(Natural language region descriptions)
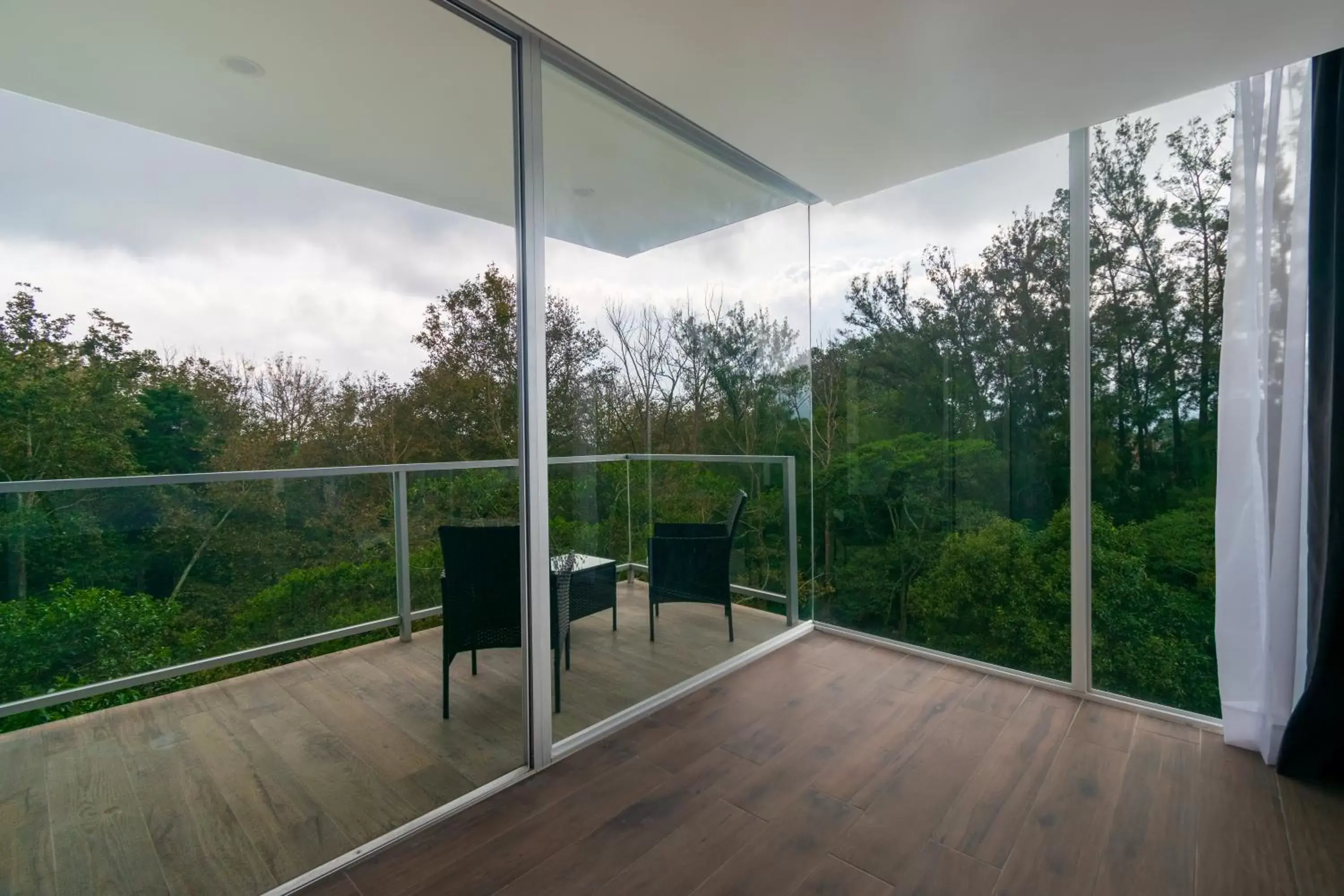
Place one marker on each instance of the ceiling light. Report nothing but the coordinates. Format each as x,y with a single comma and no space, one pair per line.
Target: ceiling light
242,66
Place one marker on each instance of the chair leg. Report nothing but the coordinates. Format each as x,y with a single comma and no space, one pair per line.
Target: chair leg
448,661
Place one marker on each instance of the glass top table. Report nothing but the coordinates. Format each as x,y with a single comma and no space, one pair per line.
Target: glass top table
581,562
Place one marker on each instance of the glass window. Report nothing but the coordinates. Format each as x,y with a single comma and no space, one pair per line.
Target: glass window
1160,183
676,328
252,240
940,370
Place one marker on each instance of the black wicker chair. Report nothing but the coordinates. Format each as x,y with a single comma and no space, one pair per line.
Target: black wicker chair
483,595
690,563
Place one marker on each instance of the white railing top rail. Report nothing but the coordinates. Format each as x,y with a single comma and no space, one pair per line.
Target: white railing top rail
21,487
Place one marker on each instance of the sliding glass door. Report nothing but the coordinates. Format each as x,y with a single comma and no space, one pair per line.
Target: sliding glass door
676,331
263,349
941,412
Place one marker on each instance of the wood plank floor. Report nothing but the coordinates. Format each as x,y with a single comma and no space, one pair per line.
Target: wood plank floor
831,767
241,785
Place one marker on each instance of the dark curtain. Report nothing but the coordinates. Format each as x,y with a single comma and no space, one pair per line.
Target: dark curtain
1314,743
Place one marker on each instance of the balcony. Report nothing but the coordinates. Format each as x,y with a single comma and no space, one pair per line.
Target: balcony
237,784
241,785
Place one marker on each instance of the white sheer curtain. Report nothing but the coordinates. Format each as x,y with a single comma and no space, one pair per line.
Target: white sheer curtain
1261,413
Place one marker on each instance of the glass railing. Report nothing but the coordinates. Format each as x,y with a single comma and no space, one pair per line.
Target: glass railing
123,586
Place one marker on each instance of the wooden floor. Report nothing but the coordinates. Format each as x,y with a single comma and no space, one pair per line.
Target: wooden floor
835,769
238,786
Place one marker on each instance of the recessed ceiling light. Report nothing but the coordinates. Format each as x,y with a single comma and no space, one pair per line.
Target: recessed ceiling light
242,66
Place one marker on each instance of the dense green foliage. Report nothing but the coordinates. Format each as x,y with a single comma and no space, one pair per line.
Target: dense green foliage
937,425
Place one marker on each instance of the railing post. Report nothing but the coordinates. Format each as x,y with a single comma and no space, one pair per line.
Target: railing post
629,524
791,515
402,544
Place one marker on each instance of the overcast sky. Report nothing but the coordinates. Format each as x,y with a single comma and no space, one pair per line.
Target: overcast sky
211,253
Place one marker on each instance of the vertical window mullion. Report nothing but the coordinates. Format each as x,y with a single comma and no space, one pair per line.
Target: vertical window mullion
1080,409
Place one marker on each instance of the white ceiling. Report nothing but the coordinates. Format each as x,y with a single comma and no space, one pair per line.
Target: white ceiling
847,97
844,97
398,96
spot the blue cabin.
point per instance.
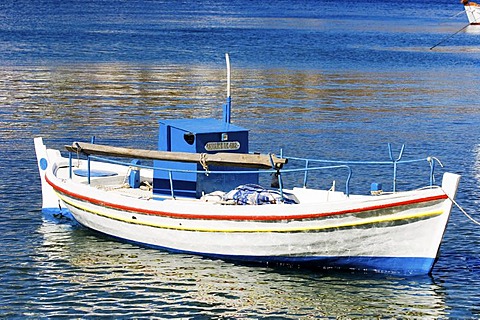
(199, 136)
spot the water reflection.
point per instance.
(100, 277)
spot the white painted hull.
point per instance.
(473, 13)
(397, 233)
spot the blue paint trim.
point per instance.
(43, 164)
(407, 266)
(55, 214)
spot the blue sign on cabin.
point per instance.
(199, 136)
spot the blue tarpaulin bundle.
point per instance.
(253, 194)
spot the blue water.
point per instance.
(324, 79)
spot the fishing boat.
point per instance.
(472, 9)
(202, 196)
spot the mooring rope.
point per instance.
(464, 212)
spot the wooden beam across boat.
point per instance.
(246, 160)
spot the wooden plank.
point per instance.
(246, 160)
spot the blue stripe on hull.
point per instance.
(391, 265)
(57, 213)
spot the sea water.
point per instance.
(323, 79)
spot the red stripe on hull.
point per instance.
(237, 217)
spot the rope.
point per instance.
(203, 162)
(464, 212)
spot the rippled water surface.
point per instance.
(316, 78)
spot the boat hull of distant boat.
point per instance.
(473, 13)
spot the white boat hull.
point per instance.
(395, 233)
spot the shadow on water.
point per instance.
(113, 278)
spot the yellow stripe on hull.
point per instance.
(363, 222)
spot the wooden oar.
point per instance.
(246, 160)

** WHAT IS BEING ASKED **
Check the records above and copy each line that has the string "water".

** YOUR SOLUTION **
spot the water reflection.
spot the blue water.
spot the sea water.
spot the rippled water surface.
spot the shadow on water.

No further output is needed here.